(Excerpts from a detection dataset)

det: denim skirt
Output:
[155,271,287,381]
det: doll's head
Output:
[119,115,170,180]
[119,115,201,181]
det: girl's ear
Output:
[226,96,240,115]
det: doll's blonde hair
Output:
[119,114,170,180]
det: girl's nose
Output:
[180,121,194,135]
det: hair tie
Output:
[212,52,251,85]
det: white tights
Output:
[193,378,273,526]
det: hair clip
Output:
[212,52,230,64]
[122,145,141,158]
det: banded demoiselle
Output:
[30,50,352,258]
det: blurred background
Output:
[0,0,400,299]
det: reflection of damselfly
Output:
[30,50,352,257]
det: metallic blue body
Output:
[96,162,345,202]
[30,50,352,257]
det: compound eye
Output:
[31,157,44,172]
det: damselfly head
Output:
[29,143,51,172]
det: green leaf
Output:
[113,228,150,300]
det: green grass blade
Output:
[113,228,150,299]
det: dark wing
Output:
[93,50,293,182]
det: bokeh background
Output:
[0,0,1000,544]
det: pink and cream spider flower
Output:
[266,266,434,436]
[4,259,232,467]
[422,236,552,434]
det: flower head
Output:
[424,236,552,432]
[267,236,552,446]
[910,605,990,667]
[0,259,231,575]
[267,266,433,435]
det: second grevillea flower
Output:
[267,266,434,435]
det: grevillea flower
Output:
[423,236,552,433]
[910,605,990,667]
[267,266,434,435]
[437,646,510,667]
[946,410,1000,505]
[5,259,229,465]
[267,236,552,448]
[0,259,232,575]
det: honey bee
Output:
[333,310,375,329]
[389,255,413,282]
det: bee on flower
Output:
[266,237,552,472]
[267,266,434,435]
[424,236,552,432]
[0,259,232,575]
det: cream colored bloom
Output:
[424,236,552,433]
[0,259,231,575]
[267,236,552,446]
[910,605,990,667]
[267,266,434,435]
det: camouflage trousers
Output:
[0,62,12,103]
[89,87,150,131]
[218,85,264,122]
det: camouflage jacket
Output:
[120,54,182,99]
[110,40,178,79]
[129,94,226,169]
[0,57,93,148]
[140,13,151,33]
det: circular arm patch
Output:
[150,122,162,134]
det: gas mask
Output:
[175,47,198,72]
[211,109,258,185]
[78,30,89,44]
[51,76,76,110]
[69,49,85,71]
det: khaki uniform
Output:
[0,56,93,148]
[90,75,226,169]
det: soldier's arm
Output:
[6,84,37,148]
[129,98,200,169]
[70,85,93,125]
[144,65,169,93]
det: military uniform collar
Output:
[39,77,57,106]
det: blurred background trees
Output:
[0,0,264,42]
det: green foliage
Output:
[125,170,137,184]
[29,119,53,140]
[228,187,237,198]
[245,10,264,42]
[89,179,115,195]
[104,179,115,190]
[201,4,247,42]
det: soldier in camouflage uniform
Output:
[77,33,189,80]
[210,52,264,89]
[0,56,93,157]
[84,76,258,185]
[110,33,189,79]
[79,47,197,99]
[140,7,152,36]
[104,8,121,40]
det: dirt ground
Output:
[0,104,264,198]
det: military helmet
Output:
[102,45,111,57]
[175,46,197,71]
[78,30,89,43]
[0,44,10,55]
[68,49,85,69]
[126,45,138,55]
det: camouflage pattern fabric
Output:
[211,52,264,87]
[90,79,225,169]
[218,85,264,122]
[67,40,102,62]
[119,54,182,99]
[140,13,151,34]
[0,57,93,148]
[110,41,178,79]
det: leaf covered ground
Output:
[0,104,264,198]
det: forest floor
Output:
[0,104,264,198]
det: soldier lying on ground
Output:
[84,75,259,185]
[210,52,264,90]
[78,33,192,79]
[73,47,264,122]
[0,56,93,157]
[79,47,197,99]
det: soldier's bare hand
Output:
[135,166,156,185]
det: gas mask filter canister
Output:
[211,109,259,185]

What you need to do:
Reproduce verbatim the lines that open with the line containing "det: hair tie" and close with the line containing "[113,228,150,299]", including both of those lines.

Response to this task:
det: hair tie
Output:
[212,52,251,85]
det: white tights
Output:
[193,378,273,526]
det: hair clip
Output:
[212,52,230,64]
[122,145,141,158]
det: banded demoiselle
Output:
[30,50,352,258]
det: blurred background
Output:
[0,0,400,299]
det: reflection of damselfly
Output:
[30,50,352,257]
det: metallic blue body
Output:
[96,162,345,202]
[30,50,352,257]
det: compound eye
Output:
[31,157,44,172]
det: damselfly head
Output:
[29,143,51,172]
det: green leaf
Output:
[113,228,150,300]
det: green grass blade
Output:
[113,228,150,299]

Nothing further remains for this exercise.